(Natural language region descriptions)
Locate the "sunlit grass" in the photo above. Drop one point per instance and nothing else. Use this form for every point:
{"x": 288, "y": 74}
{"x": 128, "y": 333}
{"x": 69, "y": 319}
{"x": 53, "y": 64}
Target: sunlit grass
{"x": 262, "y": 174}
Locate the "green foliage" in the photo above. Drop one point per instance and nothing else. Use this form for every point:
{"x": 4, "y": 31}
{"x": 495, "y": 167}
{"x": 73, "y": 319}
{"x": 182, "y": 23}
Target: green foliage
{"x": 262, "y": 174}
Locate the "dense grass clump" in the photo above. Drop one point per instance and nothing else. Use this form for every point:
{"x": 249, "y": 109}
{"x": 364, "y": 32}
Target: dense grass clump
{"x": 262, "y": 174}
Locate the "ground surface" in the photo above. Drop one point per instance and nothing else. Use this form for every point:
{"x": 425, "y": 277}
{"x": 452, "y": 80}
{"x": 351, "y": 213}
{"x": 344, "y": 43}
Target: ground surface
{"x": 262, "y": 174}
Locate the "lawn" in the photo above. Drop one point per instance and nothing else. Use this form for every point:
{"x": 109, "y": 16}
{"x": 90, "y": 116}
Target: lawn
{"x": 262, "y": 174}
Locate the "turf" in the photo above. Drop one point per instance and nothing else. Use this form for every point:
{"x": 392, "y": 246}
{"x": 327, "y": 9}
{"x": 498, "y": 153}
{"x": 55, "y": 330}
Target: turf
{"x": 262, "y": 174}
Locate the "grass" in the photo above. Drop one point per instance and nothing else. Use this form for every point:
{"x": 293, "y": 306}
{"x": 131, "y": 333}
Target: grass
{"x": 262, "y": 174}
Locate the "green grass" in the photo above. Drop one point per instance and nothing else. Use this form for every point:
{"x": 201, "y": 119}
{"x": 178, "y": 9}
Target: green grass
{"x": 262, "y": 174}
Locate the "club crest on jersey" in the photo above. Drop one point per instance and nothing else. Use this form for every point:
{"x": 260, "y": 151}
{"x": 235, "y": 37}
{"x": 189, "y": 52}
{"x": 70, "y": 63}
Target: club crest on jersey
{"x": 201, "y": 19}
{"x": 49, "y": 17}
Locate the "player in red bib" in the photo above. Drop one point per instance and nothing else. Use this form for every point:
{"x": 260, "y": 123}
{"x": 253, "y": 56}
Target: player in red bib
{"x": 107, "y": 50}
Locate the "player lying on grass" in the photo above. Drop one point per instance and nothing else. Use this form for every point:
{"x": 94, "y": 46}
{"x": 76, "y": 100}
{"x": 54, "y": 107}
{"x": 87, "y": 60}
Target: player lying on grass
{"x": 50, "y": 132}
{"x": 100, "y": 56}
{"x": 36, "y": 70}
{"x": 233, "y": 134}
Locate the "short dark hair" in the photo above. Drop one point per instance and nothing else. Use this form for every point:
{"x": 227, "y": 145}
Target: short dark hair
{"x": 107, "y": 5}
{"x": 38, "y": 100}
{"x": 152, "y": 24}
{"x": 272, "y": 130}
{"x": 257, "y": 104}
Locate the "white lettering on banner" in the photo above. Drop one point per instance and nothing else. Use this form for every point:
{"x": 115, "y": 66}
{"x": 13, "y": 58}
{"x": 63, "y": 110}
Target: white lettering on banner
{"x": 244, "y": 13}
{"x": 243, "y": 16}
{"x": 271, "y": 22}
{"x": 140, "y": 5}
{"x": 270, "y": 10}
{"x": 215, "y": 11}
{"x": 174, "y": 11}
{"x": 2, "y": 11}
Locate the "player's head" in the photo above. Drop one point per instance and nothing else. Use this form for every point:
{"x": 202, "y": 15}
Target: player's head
...
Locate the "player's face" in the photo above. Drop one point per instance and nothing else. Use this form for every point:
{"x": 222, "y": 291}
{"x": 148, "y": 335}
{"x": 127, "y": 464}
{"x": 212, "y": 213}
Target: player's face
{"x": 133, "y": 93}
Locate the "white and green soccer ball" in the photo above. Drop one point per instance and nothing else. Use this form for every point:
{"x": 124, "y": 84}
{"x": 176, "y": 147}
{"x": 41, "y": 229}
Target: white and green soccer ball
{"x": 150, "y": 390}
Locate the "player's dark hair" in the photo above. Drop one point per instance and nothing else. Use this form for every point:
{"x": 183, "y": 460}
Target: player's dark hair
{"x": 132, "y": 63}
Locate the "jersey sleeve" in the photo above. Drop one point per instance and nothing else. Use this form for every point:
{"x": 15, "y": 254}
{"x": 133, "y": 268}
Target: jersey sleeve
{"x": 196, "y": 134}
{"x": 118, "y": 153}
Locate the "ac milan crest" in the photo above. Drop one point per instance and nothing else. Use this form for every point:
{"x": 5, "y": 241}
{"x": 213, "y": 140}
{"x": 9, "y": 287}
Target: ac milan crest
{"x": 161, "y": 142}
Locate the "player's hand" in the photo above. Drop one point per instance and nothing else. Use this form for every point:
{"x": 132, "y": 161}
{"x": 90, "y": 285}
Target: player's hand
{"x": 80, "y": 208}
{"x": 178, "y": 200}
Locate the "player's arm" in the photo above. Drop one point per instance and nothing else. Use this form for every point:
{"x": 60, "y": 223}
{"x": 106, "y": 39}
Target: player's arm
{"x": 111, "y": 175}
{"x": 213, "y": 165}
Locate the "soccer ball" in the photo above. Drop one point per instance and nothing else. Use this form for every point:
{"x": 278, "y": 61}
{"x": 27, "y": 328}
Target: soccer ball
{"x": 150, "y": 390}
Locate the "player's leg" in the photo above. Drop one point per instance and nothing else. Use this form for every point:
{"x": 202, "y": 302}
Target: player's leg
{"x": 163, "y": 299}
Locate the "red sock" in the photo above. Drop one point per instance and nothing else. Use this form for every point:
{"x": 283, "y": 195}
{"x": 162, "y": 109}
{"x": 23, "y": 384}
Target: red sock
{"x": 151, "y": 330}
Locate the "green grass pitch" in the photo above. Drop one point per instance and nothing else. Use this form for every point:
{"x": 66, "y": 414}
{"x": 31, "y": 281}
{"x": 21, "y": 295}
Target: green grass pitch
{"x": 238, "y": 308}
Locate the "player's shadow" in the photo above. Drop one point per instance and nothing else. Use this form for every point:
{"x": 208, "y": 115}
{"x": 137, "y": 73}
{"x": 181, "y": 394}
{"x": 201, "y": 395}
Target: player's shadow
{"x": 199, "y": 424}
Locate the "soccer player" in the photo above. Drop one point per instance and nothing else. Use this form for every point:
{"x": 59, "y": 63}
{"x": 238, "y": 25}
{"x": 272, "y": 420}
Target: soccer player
---
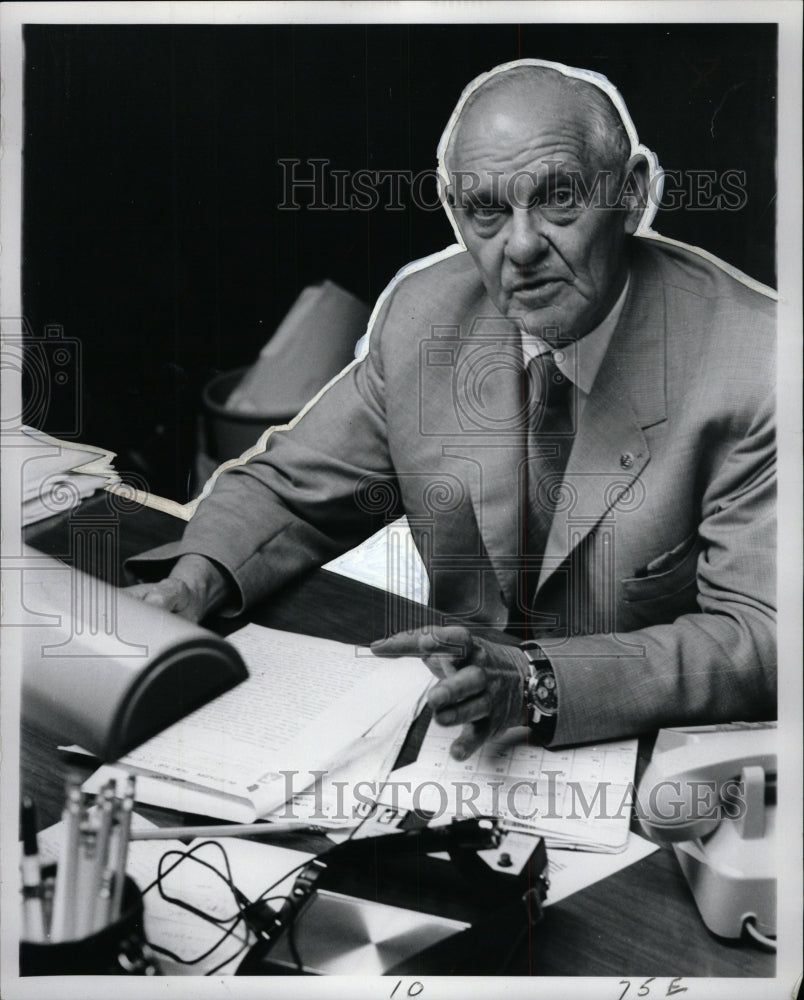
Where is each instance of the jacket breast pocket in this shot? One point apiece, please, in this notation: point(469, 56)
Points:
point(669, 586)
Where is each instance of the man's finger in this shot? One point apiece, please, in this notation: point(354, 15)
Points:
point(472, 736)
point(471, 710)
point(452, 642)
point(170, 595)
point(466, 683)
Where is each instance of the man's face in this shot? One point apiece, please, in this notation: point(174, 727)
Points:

#### [PROBLEM DETAILS]
Scan the lines above for "Where", then copy every one that has it.

#### [WRITTEN SOLUTION]
Where is each instance of the jacket breast pocket in this shot? One point apiece, please, in this notation: point(469, 56)
Where is each instance of the man's finger in this shot? One point apiece, please, in this notation: point(354, 15)
Where is each instance of the man's face in this shot? One point apiece, please, in this notation: point(174, 727)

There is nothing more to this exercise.